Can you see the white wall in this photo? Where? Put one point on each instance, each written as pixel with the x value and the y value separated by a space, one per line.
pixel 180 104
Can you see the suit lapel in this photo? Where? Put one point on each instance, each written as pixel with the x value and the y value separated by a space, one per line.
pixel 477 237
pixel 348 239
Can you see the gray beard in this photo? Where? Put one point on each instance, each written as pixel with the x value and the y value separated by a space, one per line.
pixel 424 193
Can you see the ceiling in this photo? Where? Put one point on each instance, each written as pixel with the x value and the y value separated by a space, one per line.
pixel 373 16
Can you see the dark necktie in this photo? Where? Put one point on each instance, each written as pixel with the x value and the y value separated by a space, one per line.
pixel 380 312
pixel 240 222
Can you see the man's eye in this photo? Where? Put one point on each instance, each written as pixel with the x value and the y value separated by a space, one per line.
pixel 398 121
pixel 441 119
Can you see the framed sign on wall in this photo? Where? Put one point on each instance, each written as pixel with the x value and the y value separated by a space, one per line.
━━━━━━━━━━
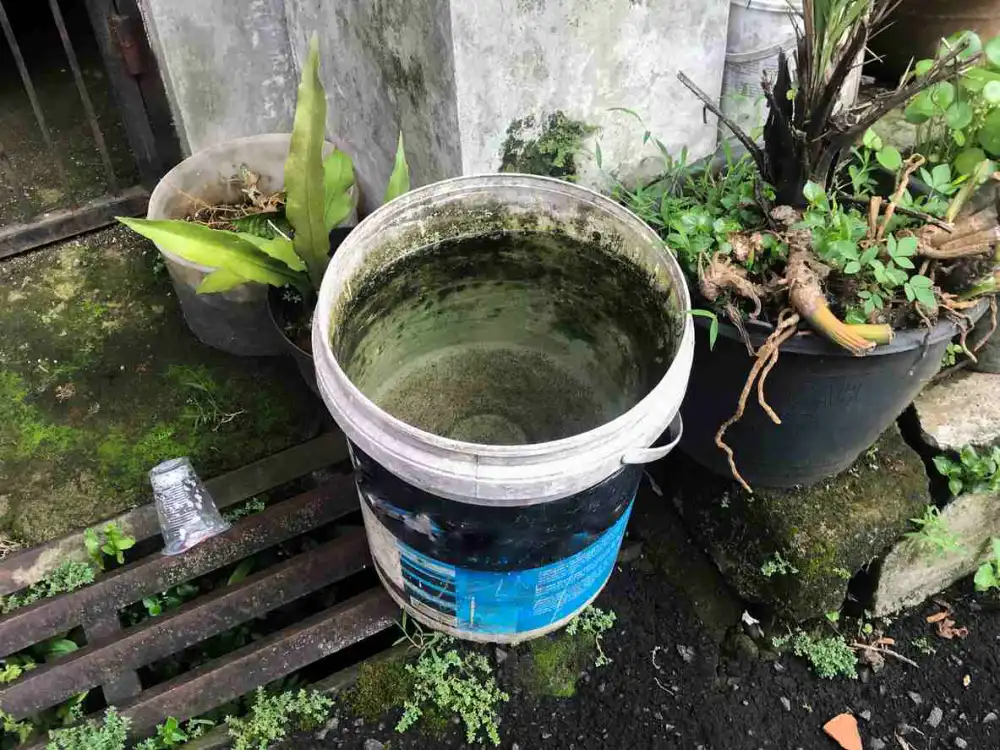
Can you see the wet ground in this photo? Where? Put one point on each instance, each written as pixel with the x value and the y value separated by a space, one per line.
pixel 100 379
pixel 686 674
━━━━━━━━━━
WHAT THIS TASK INVOLVES: Copy out the items exactly, everything from the line containing "Can you see the suit" down to the line containing "pixel 373 16", with both of those lines included.

TASK RESULT:
Can you see the suit lapel in this photo? Where? Put one point on each instance, each written as pixel with the x value and the y value separated by a space, one per line.
pixel 477 237
pixel 348 239
Can you see the gray beard in this photo? Where? Put one point on each instance, each written as pixel with the x value and the y value separated by a space, one per line.
pixel 424 193
Can you see the ceiling in this photo? Where? Put one point on each instance, each written as pixel with the x value and the y value separated by a space, one per line.
pixel 373 16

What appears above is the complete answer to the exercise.